Written by 14:34 uncategorized

Kârlar arttı, ücretler yerinde sayıyor

İki yıldan fazla bir süredir krizin bütün yükünü omuzlayan işçi ve emekçilerin giderek sabırları tükeniyor. Stern dergisi tarafından yapılan bir kamuoyu yoklamasında işçilerin yüzde 81’inin, “Ekonomik gidişat ücretlerin yükselmesini gerektiriyor” görüşünde oldukları ortaya çıktı.
Ücretlerin artmasından yana olanların yüzde 53’ünün, ücretlerin rahatlıkla yüzde 4 kadar yükselebileceğini savundukları bildirilen haberde, yüzde 25’inin yüzde 5, yüzde 15’inin de yüzde 7 civarında ücret artışından yana oldukları yer aldı.

TEKELLER KÂR REKORLARI KIRIYOR
İşçiler “yeter artık” diyerek daha fazla ücret zammı istemekte yerden göğe kadar haklılar. Nitekim kriz nedeniyle milyonlarca işçinin ücretleri yüzde 35 ila 50 arası gerilerken bir avuç sermayedarın kârları adeta patlıyor. Otomobil sektöründe 2009 yılının ikinci çeyreğinden bu yana üretim ve satış rekorları kıran tekeller bu yıl da kâr rekorları kırıyorlar.

■ Çıkarılan satırlar ■
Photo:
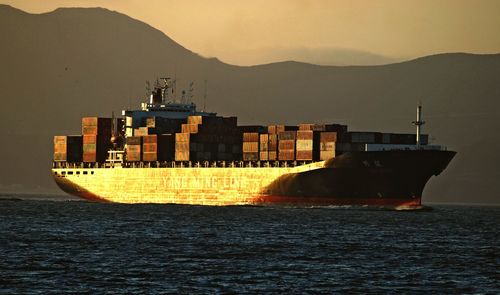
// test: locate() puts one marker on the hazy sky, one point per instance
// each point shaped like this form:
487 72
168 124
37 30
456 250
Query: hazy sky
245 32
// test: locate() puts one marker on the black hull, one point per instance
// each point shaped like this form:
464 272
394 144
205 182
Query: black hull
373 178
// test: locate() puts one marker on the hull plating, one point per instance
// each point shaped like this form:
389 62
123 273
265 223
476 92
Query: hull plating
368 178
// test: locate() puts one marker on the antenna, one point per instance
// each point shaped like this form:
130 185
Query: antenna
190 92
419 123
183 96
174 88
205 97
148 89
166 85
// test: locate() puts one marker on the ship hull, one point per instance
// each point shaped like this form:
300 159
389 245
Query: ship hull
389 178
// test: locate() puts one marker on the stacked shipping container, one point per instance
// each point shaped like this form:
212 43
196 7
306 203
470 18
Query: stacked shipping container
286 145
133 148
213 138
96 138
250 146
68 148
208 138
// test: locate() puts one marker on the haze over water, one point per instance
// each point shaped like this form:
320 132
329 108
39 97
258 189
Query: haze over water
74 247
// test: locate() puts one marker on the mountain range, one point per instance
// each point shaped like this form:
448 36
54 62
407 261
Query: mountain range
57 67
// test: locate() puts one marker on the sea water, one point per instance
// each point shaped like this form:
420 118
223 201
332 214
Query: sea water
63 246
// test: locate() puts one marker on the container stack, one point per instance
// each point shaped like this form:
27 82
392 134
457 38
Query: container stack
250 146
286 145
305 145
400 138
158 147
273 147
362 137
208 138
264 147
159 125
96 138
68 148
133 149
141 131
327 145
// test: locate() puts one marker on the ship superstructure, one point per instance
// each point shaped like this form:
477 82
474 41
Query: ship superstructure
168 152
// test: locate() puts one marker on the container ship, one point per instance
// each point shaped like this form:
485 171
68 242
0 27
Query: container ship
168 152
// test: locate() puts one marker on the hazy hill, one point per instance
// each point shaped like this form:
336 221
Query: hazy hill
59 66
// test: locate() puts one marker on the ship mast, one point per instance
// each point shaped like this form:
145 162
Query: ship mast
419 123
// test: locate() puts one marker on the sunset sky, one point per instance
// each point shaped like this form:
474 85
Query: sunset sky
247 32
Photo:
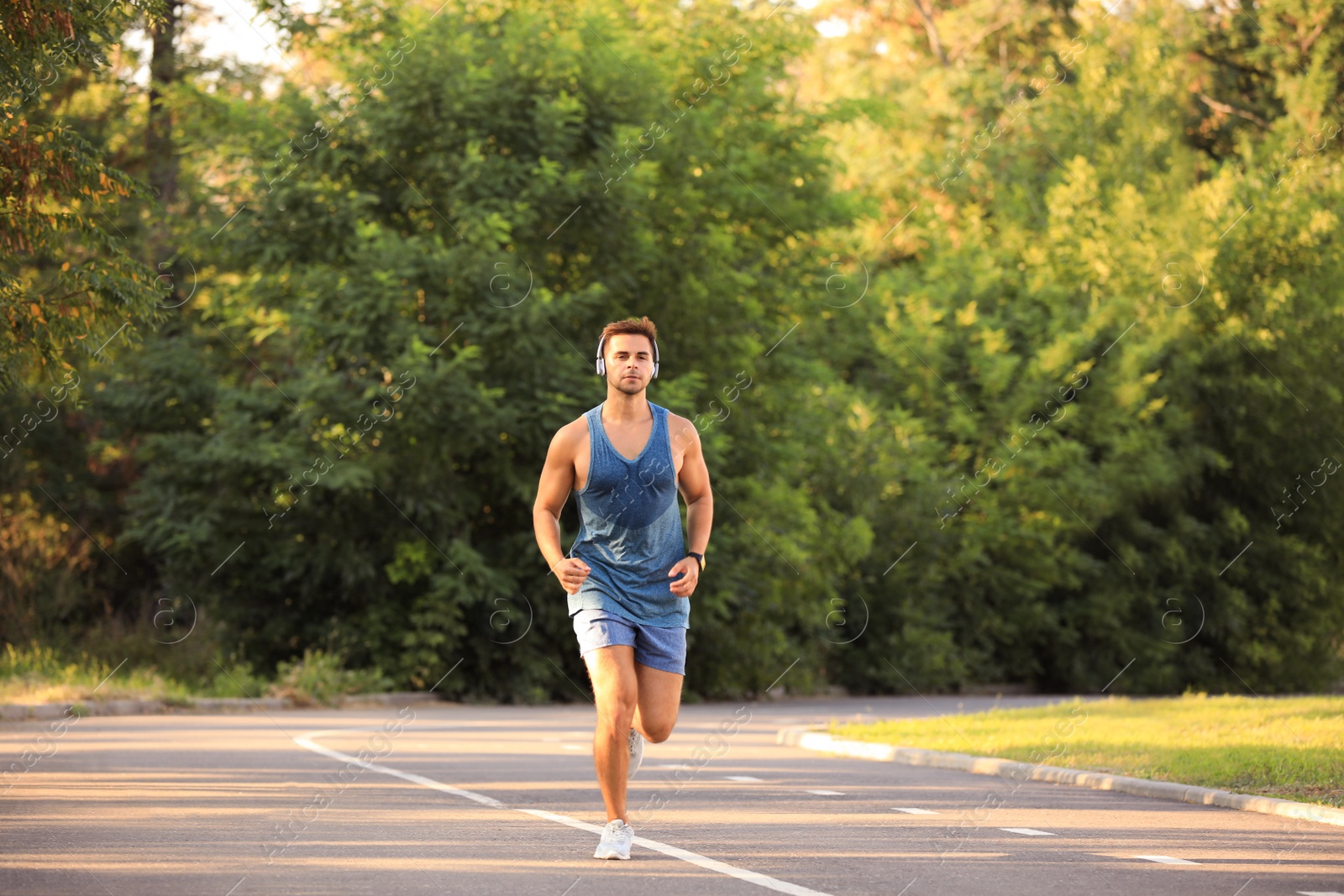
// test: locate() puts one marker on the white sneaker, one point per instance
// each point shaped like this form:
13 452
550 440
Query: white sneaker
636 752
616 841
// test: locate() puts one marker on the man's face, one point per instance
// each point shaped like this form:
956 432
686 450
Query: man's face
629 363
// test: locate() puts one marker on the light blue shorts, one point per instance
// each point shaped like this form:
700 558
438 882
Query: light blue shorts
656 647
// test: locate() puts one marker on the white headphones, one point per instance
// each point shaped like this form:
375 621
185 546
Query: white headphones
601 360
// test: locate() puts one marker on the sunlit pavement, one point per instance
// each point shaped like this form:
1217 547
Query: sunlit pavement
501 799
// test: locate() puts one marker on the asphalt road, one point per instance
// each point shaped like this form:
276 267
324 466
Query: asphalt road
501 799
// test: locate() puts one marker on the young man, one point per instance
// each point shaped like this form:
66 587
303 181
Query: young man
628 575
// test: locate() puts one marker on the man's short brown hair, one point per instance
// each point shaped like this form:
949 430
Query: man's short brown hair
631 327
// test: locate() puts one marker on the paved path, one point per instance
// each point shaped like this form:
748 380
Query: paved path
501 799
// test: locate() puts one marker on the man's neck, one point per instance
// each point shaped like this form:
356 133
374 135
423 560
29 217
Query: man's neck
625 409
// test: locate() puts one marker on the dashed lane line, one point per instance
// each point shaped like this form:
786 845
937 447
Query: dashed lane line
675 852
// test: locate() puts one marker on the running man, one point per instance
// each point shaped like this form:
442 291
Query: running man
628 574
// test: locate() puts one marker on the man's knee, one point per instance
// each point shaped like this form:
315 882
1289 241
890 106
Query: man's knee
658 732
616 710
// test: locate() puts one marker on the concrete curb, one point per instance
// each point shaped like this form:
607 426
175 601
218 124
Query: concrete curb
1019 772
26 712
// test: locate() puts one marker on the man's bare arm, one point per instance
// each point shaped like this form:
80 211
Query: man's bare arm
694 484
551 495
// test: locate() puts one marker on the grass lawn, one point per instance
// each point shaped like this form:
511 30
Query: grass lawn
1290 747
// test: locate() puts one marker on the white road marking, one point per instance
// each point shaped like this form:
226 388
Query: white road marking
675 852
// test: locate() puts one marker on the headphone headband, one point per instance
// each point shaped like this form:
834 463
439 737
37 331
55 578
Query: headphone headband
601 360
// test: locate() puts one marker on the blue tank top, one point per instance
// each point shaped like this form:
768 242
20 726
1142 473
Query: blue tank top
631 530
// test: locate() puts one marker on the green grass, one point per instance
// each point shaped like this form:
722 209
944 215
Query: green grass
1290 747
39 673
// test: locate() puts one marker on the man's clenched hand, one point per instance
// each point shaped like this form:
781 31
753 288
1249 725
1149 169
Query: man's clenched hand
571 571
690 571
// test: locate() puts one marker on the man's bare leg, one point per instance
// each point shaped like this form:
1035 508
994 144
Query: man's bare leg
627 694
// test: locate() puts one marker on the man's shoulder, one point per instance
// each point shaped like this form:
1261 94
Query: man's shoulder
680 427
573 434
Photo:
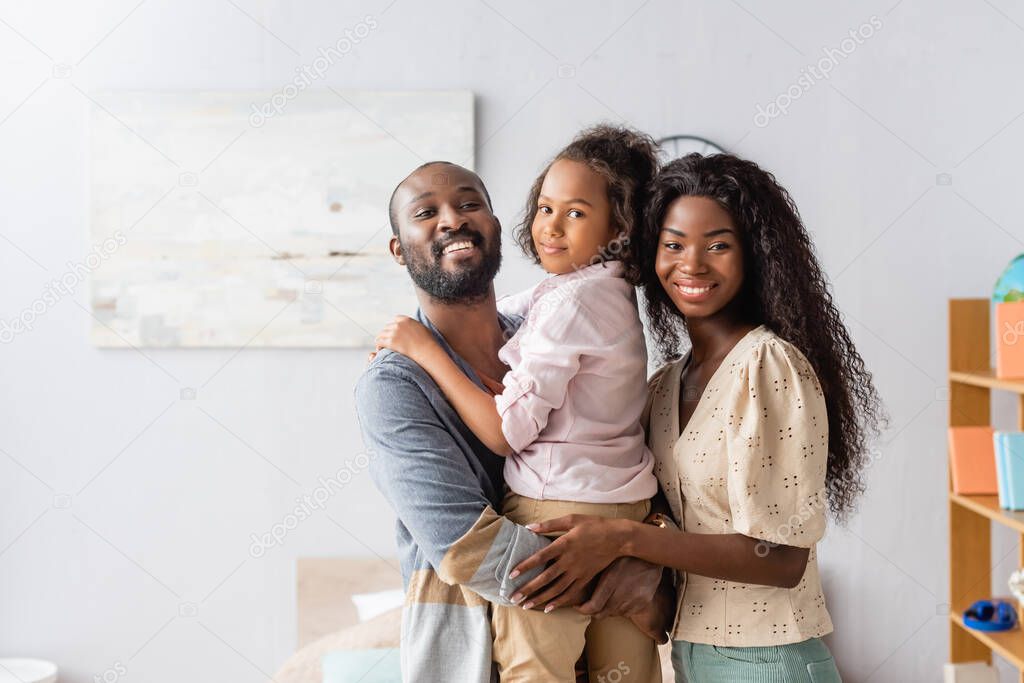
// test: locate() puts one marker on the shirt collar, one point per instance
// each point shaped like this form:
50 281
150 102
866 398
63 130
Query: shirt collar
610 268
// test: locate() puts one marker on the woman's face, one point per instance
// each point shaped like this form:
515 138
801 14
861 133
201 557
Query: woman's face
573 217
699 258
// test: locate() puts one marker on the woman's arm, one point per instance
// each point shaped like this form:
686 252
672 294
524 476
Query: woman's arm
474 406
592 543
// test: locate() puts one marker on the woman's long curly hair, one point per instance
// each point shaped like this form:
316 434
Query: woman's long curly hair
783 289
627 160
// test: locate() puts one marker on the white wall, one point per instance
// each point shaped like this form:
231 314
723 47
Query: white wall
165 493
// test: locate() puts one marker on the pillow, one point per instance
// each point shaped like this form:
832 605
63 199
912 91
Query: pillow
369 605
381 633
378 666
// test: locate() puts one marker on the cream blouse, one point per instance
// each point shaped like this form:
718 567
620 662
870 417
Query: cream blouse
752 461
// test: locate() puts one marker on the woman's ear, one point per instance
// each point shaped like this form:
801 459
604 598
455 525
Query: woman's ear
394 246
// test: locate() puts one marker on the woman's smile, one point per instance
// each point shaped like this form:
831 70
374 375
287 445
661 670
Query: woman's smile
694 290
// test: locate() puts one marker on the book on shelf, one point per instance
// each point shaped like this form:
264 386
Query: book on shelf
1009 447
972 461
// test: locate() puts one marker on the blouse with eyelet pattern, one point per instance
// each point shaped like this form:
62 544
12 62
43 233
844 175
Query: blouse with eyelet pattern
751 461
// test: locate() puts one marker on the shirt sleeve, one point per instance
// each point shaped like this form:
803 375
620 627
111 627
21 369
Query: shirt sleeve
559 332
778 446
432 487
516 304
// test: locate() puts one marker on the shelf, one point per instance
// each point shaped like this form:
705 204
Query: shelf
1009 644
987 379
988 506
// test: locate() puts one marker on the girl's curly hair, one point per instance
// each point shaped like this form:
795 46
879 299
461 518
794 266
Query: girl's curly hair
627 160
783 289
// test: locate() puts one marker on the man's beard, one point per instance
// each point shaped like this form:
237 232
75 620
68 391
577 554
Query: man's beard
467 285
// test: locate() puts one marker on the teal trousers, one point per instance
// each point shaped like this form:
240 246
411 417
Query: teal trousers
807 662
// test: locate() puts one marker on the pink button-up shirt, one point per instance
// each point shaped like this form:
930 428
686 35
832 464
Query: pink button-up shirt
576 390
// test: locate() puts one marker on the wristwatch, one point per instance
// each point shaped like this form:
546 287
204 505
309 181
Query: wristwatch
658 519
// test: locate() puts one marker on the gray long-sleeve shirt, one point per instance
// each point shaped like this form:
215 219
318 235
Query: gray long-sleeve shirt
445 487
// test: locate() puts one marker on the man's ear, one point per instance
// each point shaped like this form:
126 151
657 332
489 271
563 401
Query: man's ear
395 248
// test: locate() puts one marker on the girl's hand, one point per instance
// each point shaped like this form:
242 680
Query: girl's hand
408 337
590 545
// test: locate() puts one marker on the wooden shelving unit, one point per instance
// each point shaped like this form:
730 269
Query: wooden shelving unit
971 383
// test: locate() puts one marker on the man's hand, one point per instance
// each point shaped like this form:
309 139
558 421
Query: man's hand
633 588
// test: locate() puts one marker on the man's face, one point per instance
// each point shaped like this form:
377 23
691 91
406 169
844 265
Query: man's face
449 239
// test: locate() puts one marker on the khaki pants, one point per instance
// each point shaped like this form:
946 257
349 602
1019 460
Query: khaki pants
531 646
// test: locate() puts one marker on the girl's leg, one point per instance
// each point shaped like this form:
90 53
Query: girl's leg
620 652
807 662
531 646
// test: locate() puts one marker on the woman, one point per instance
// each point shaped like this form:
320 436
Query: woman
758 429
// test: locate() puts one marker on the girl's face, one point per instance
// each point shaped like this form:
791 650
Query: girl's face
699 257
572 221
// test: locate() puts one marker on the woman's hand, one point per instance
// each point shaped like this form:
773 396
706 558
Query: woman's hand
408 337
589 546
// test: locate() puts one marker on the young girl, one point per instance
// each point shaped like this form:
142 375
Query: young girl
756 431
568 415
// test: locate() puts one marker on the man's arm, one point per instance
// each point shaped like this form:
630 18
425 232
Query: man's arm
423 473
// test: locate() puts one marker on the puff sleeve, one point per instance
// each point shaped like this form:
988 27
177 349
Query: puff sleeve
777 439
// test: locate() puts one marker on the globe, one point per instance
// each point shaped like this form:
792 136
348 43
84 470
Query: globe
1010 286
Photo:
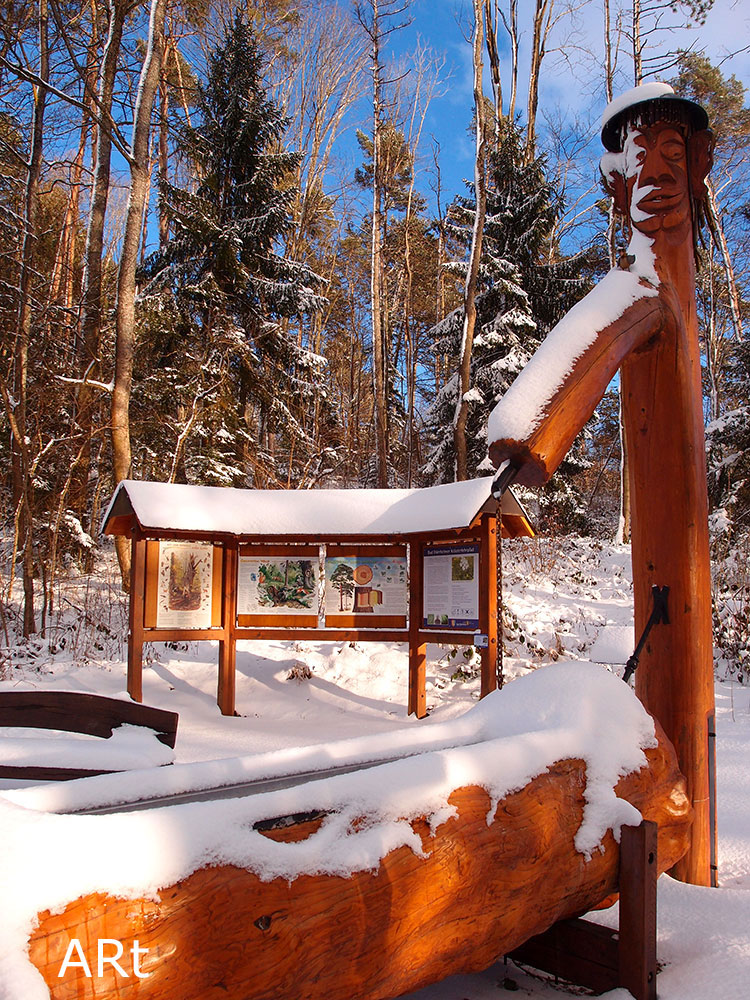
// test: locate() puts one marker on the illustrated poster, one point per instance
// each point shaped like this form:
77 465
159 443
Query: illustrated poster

■ Çalışma talimatları ■
**1)** Ücretler ve kârlar üzerine olan alıntıda "Kârlar arttı, ücretler" ifadesinden aşağıya, "oldukları ortaya çıktı." ifadesine kadar uzanan her şeyi hiçbir değişiklik yapmadan tekrarla.
**2)** Ücretler ve kârlar üzerine olan alıntıya göre, Stern dergisinin kamuoyu yoklamasında işçilerin yüzde kaçı "Ekonomik gidişat ücretlerin yükselmesini gerektiriyor" görüşündedir?

■ Soruların yanıtları ■
**1)**
Kârlar arttı, ücretler yerinde sayıyor

İki yıldan fazla bir süredir krizin bütün yükünü omuzlayan işçi ve emekçilerin giderek sabırları tükeniyor. Stern dergisi tarafından yapılan bir kamuoyu yoklamasında işçilerin yüzde 81’inin, “Ekonomik gidişat ücretlerin yükselmesini gerektiriyor” görüşünde oldukları ortaya çıktı.

**2)** Yüzde 81'i.